## DESCRIPTION OF THE TASK:
Retype every entry exactly, character for character.

★ ★ ★ ★

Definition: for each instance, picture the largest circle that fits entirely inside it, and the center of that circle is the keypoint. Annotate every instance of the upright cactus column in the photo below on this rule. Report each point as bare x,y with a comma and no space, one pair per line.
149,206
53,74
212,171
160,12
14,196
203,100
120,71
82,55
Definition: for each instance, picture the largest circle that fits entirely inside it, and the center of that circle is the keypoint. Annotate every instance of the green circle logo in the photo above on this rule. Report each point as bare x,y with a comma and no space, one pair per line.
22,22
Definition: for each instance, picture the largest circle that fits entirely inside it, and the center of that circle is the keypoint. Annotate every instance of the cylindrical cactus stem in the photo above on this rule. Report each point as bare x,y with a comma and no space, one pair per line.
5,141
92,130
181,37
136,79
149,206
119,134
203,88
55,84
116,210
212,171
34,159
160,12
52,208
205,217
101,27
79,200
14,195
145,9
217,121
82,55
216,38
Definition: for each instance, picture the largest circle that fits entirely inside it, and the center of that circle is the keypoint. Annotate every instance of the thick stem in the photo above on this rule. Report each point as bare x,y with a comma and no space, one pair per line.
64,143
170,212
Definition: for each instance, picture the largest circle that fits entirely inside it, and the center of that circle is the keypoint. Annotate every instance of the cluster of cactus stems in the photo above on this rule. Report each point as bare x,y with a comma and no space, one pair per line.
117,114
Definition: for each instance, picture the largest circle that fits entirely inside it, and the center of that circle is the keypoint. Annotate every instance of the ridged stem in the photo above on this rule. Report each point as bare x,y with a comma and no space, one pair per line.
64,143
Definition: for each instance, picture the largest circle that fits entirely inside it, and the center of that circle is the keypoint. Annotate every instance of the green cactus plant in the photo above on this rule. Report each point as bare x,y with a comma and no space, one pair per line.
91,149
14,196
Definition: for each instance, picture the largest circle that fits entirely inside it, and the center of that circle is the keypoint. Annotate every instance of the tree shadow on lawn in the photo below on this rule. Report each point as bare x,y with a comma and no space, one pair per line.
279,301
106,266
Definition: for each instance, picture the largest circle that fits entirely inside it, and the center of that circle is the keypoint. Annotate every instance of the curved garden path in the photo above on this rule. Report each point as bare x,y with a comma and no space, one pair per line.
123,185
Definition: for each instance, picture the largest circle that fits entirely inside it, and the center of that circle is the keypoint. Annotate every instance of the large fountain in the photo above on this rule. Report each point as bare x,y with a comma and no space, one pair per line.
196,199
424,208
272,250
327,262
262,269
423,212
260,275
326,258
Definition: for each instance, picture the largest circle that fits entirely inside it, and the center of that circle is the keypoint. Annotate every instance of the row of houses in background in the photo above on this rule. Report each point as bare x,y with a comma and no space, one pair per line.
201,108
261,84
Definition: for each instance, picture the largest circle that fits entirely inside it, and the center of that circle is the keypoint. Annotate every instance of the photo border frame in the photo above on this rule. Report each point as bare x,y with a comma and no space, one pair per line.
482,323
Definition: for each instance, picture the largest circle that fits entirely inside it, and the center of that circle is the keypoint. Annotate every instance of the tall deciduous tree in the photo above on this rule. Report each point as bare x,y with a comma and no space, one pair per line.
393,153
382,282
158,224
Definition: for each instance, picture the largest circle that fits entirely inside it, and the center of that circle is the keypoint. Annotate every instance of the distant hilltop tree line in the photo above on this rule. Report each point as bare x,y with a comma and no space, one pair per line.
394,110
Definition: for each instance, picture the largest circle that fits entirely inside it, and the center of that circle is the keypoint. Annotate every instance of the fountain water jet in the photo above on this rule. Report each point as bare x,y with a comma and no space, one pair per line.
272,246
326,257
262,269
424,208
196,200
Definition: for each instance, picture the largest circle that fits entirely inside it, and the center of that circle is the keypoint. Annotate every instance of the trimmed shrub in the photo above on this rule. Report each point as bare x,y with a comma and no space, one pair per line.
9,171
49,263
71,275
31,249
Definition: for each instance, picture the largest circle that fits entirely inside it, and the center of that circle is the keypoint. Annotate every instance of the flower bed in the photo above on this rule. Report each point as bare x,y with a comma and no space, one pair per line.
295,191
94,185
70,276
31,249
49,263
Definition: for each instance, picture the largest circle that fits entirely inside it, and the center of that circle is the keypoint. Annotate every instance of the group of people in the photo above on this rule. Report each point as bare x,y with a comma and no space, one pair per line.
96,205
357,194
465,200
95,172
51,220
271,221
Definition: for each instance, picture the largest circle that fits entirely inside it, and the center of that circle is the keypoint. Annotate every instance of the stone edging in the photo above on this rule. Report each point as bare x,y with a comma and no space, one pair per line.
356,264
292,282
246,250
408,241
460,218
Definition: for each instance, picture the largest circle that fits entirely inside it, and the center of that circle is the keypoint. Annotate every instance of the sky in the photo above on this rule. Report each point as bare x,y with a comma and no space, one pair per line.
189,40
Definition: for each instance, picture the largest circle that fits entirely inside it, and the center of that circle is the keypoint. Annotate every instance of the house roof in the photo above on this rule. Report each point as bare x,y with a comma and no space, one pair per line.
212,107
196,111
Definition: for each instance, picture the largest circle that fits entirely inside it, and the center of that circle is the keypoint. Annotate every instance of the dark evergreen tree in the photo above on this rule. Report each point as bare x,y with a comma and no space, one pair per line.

★ ★ ★ ★

## EXERCISE ANSWER:
Definition: for each instance, picture the largest circle that fits entirely inside it, and the center of that circle is the keypoint. Annotate every instance of the upright cactus column in the photo below on this rule. Report each point as bare x,y with a comma and no space, one pair per line.
149,206
53,74
212,171
160,12
14,196
203,100
120,71
82,55
Definition: for each instance, picture the largest circle that fits entirely inside it, and the center of that circle is the keypoint. Annotate every instance of the green circle logo in the photo above on this rule. Report each point as bare x,y with a comma and no space, one pair per line.
22,22
Definition: for each instance, picture the largest circle that fits entirely inside it, and the center of that circle is the keypoint. Annotate every instance of the cylindrical cactus stem in the photo above on this rule. Report each point as bare x,y with a comma and no space, one pair per line.
5,141
92,130
181,37
136,79
149,206
119,134
203,88
55,84
116,210
212,171
34,159
160,12
52,208
205,217
101,27
79,200
14,195
145,9
217,121
82,55
216,38
Definition: for each instance, picture the largest circle that fits entirely inside it, and the center of that circle is the keypoint. Annotate every instance of the thick stem in the photo above on this rule. Report each point as bare x,y with a comma and no space, one pair per line.
64,143
170,212
Definition: for each instance, picture the largest circle that fits entirely inside it, and the center of that circle is the keypoint. Annotate every instance of the cluster of cactus stems in the photo above on this rule. Report each point as bare x,y with a comma and no space, one pair per line.
117,114
Definition: for each instance, picture the largest circle that fits entirely inside it, and the center of that circle is the keypoint. Annotate every instance of the ridged stem in the photo above on this rule. Report each point as bare x,y with a comma and no space, one pair per line.
64,143
Definition: for each instance, picture the largest circle that fits entirely inside it, and the center of that circle is the keypoint. Annotate every instance of the green cactus plant in the photo above on this rule. Report each point as bare x,y with a comma and no space, one pair per line.
91,149
14,196
Definition: for each instance, picture the largest circle that fits entirely inside it, and the center of that circle is the keypoint. Annotate every instance of the tree shadow on lawn in the photo below on this rule. Report each point as bare x,y with a comma and no space, one pair per line.
279,301
106,266
Definition: for each instance, picture the largest circle that fits entirely inside it, and the center of that circle is the keypoint. Annotate every instance of the curved garden path in the photo above on this rule. Report each point as bare x,y with a comma and no space, one pair per line.
123,185
Definition: for each instance, picture the largest circle that fits entirely inside it, and the center of that circle is the keypoint. Annotate every instance of the large fountain in the photo above on this rule. Report each point as bare x,y with a comma and no space, one pair per line.
196,199
424,208
272,250
327,262
262,269
423,212
260,275
326,258
Definition: for each instance, picture the largest circle that fits entirely inside it, and the center of that circle is the keypoint. Annotate every instance of the row of houses in background in the photo above on this rule. Report each point as bare x,y with a comma and no space, one pair per line.
201,108
261,84
Definition: for each instance, picture the largest circle that fits entirely inside it, and the center of that circle is the keypoint. Annotate every instance of the photo border frame in the photo above on this rule. Report each point as bare x,y with a comma and no space, one pair per line.
482,323
Definition: for each instance, picture the largest circle that fits entirely inside it, and the center of that circle is the keypoint. Annotate every instance of the tall deciduous tree in the photo above on this rule. Report each point as bare x,y with a comma and no space, one pair per line.
393,153
382,282
158,224
Definition: for each instance, picture the largest circle that fits entirely inside it, and the center of that circle is the keypoint. Annotate every instance of the distant hilltop tree line in the photo above on this rule. Report each point as bare x,y with a comma and no space, one pair per line.
394,110
Definition: for each instance, picture the largest circle that fits entirely inside it, and the center of that circle is the keypoint. Annotate every instance of the fountain water jet in the photo above on this rule. Report each point as bare x,y with a comma and no space, one pair per line.
272,246
326,257
262,269
424,208
196,200
Definition: for each instance, picture the largest circle that fits entirely inside it, and the center of that circle is the keypoint. Annotate every instance of the trimmed shrub in the photo above on this rule. Report each point as bare x,y with a comma and no space, one pair per line.
9,171
49,263
71,275
31,249
Definition: for each instance, picture the largest circle that fits entirely inside it, and the center of that circle is the keypoint. Annotate every instance of the flower bed in the photo above on this rule. Report each point as bare x,y with a comma and no space, one pair per line.
295,191
94,185
70,276
31,249
49,263
Definition: for each instance, picture the largest circle that fits entirely inside it, and the center of that circle is the keypoint. Annotate every instance of the group of people in the photo above on this rule. Report each point as bare x,y with a comma and no space, one pair per line.
96,205
357,194
465,200
95,172
51,220
271,221
Definition: for each instance, picture the largest circle that fits entirely inside it, and the center of that circle is the keypoint. Annotate every instance of the stone edging in the photo above on this rule. Report each point as bare x,y with a comma and no space, one pair per line.
356,264
292,282
246,250
408,241
460,218
Definition: for each instance, picture the largest circle that fits entirely inside it, and the center of that circle is the keypoint. Annotate every instance of the sky in the photo above on this rule. Report each point as bare x,y with a comma and no space, one pair per line.
189,40
Definition: for each instance, picture the largest circle that fits entirely inside it, and the center of that circle is the keypoint. Annotate every instance of the house roof in the photo above on this rule. Report each point as bare x,y with a comma and no space, one pair per line.
212,107
196,111
Definition: for each instance, picture the largest circle that fits entirely inside it, and the center of that circle is the keypoint. Annotate every instance of the dark evergreen tree in the photo above on this rule. Report each point as bare x,y with a comma and no space, one pair per line.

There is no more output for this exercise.